→ ИСХОДНЫЙ ТЕКСТ
————————

Не проходит и недели, чтобы страна вновь не обсуждала очередное пришествие в местах исполнения наказаний. Как всегда: отклики, версии, эмоции…
При таком информационном интересе и разнообразии мнений существует реальная опасность увлечься простыми вопросами (где взяли нож или как сделали лопату для подкопа и т.д.) и оставить без внимания существо и причины возникающих проблем.
Ситуация в системе ФСИН в настоящее время намного сложнее и противоречивее чем кажется на первый взгляд, она требует системного и не поверхностного обсуждения, считает заместитель Председателя Центрального совета партии пенсионеров, генерал-майор внутренней службы в отставке Владимир Ворожцов.
Об этом шла речь в его недавних интервью радиостанции «Комсомольская правда», поводом для которых стал побег шести осужденных из Липецкой колонии.
Конечно, можно и дальше подробно обсуждать подробности произошедшего события. Но во все времена подкопы были достаточно распространены и остаются по сей день одним из наиболее типичных способов побега из мест лишения свободы. Эти случаи с максимальными подробностями описаны и в исторической, и в художественной литературе. Не сомневаюсь, что многим известна и современные истории с побегами нескольких мексиканских наркобаронов, сумевших выбраться на свободу с помощью различных подкопов.
По мнению Владимира Ворожцова сводить разговор о причинах и условиях побега осужденных, граждан двух государств Средней Азии, из Липецкой колонии исключительно к анализу вопросов о том, чем и как они смогли прорыть подкоп, будет неправильно.
- Значительно важнее объективно оценить весь комплекс проблем, связанных с ростом этнической преступности, особенностями правоприменительной практики, развитием и построением нынешней российской системы исполнения наказаний, в том числе содержанием и качеством подготовки кадров для нее, - заявил в эфире Радио-Комсомольская правда заместитель Председателя Центрального совета Партии пенсионеров, генерал-майор внутренней службы в отставке Владимир Ворожцов.
На мой взгляд, эта ситуация высветила три очевидных проблемы. Во-первых, нельзя и было бы крайне ошибочным считать, что в происходящем полностью повинна только система исполнения наказаний. Следует понимать, что УФСИН — это не какая-то оторванная от социального бытия страны часть общества. Наоборот, система исполнения наказаний является ярким и одним из наиболее наглядных проявлений ряда сложностей и противоречий современной российской социальной и криминальной действительности. В ее деятельности, как и во всем российском обществе, заметны серьезные проблемы, ставшие следствием серьезных ошибок в действующей миграционной политике.
Безусловно, в настоящее время органами власти предпринимаются определенные меры по исправлению сложившейся ситуации, особенно в вопросах нормативного регулирования миграционных процессов. Но, следует признать, что они по-прежнему не системны и носят частный характер.

————————

→ ПРЕДОСТАВЛЕННЫЙ ПЕРЕЧЕНЬ
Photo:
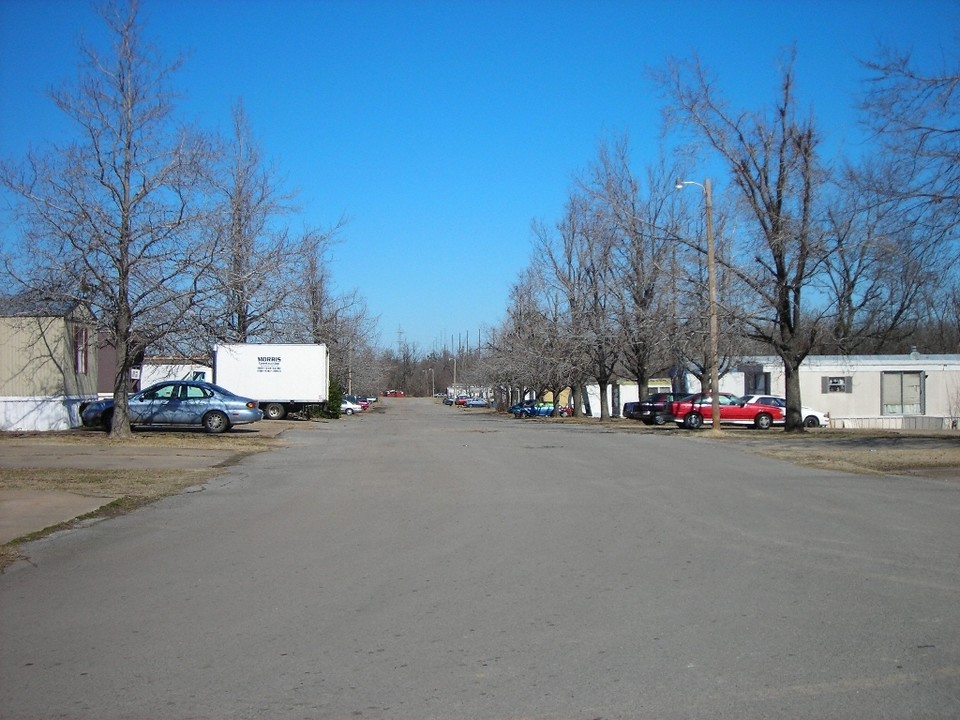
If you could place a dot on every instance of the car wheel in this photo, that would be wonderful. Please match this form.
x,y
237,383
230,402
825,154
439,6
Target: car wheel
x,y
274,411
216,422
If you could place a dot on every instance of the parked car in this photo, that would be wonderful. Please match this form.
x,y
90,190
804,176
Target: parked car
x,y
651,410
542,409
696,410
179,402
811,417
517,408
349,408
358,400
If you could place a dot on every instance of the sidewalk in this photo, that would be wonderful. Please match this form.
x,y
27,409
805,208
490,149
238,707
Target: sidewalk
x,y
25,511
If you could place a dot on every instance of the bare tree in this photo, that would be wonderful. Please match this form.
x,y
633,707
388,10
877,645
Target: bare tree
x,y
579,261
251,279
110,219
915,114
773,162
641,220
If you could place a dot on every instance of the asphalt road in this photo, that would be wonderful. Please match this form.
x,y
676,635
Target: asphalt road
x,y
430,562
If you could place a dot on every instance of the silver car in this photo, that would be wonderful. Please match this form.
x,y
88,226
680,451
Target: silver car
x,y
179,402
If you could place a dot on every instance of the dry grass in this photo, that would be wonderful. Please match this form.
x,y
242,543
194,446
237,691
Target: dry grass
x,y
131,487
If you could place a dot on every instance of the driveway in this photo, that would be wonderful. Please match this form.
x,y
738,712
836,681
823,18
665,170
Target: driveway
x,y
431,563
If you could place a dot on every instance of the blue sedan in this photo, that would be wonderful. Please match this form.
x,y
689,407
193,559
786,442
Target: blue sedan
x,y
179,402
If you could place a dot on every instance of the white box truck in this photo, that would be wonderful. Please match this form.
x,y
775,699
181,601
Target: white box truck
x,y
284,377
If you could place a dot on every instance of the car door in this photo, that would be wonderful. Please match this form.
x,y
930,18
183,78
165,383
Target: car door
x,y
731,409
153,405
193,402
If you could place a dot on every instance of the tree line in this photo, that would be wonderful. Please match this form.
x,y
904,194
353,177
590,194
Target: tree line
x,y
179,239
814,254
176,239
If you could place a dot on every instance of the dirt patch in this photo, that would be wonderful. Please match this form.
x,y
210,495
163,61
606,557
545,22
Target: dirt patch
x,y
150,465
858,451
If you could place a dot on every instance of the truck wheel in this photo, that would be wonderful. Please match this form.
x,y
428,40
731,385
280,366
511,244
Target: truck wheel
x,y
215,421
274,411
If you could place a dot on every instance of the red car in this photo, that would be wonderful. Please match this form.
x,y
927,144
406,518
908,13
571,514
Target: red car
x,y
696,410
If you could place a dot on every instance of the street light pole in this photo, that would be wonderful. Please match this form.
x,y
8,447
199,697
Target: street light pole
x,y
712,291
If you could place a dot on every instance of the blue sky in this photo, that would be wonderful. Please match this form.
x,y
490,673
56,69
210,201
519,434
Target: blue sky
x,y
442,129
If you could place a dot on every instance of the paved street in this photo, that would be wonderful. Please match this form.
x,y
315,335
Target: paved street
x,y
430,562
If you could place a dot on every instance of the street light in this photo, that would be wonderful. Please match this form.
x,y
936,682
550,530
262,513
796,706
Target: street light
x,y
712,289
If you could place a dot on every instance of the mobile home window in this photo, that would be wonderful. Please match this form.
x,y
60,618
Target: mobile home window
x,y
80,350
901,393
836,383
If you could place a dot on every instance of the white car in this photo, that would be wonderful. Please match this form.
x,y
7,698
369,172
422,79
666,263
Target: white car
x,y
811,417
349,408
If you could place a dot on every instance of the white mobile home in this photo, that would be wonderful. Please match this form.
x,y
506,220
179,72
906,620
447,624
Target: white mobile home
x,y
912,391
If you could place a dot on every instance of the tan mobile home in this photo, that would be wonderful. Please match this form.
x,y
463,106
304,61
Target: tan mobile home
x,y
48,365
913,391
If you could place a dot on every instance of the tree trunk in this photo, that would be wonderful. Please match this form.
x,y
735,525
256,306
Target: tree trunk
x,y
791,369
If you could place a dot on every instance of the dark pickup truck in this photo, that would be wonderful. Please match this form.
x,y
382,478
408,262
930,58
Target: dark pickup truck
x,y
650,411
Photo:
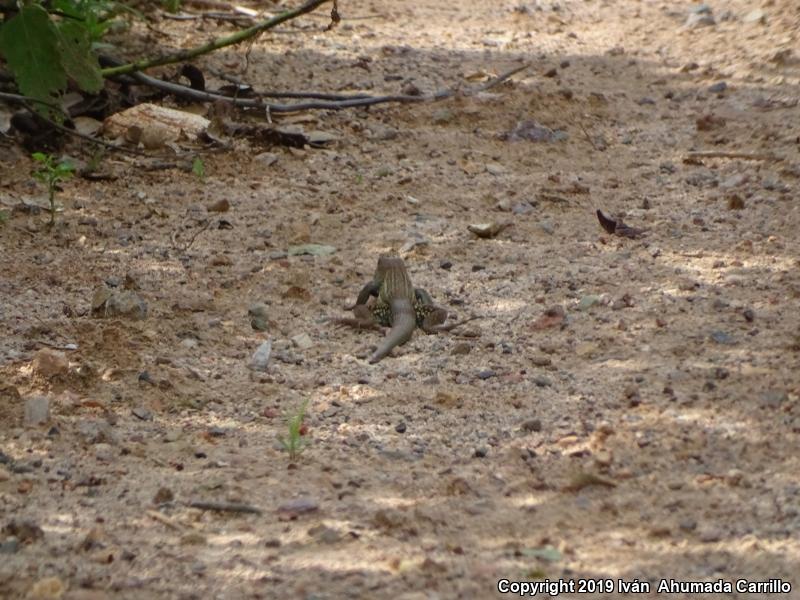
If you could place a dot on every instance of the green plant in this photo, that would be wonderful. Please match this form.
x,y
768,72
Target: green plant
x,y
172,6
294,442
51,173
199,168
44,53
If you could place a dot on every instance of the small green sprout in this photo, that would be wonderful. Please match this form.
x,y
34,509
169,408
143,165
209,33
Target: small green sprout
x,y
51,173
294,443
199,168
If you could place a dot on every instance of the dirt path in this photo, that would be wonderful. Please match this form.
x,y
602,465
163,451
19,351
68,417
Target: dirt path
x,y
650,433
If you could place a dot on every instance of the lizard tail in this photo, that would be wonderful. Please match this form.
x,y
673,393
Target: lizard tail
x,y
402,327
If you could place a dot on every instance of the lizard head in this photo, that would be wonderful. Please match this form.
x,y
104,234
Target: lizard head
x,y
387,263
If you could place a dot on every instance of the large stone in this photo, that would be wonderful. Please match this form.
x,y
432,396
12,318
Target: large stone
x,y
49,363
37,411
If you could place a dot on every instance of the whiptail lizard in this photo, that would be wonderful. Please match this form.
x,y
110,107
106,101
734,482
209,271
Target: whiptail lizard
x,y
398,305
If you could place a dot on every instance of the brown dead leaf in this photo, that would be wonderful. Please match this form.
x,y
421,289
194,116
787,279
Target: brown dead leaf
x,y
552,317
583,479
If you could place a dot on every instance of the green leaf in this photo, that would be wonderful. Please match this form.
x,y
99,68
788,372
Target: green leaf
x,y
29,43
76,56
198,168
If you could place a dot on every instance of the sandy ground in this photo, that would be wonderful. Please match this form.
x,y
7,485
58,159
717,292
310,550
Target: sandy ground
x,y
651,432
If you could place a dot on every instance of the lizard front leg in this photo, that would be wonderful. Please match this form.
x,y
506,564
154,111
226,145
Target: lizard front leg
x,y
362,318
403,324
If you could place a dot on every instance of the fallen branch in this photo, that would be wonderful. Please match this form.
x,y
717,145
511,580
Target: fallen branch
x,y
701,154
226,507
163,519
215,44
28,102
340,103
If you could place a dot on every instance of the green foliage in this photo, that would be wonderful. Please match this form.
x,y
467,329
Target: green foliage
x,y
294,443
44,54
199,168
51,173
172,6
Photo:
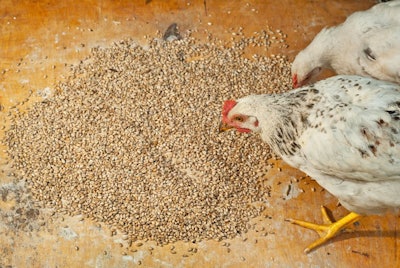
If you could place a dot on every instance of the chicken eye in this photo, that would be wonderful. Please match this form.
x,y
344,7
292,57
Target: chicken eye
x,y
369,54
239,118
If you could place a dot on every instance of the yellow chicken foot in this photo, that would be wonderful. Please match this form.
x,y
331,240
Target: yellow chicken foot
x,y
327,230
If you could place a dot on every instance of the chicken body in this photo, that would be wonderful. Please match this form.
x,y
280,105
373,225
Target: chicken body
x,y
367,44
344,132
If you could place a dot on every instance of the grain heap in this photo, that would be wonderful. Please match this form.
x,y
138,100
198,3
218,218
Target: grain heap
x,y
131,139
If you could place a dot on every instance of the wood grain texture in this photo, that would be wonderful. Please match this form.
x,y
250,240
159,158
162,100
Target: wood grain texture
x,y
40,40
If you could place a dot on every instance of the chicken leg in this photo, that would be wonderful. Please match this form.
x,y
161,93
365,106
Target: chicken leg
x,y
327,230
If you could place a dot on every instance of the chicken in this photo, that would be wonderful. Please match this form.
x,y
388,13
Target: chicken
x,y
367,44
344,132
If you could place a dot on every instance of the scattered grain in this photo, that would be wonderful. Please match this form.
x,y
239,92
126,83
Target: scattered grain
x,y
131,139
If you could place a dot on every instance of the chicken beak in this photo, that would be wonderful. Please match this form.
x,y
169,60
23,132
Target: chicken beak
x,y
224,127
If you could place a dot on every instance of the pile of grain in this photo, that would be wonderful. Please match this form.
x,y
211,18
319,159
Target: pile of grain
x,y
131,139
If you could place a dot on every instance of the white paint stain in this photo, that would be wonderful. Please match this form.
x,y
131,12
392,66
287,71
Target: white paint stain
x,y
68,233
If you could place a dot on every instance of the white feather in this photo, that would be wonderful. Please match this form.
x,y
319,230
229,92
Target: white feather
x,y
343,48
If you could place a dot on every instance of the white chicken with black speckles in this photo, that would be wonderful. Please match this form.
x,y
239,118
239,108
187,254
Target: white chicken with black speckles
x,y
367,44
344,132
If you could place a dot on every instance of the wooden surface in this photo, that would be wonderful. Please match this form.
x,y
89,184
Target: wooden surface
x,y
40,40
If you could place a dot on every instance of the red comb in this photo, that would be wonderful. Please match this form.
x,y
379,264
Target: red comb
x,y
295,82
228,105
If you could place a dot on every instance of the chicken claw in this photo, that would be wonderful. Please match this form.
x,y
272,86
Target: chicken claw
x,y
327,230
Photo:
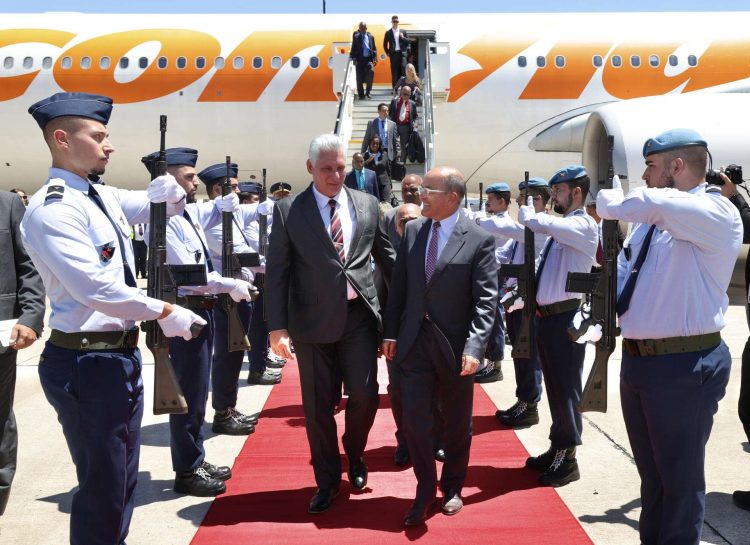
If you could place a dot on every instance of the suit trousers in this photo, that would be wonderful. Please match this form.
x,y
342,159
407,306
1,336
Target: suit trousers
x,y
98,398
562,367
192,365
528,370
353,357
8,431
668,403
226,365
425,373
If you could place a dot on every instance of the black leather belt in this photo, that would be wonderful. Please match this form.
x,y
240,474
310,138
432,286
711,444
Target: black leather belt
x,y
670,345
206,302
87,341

————————

→ ЧТО СДЕЛАТЬ
**A.** Ответьте на вопросы по тексту о побеге из Липецкой колонии:
(i) Сколько осужденных бежали из Липецкой колонии?
(ii) Какую должность в Партии пенсионеров занимает Владимир Ворожцов?
(iii) В эфире какой радиостанции он высказывал свое мнение?
**B.** Перескажите, пожалуйста, короче абзац текста о побеге из Липецкой колонии, который начинается словами «Конечно, можно и дальше». Главные факты нужно сохранить.

→ ОТВЕТЫ ПО ЗАДАНИЯМ
**A.**
(i) Шесть.
(ii) Заместитель Председателя Центрального совета.
(iii) «Комсомольская правда».

**B.** Подкопы всегда были широко распространены и до сих пор остаются одним из самых типичных способов побега из мест лишения свободы. Такие случаи подробно описаны в исторической и художественной литературе. Известны и современные побеги нескольких мексиканских наркобаронов через подкопы.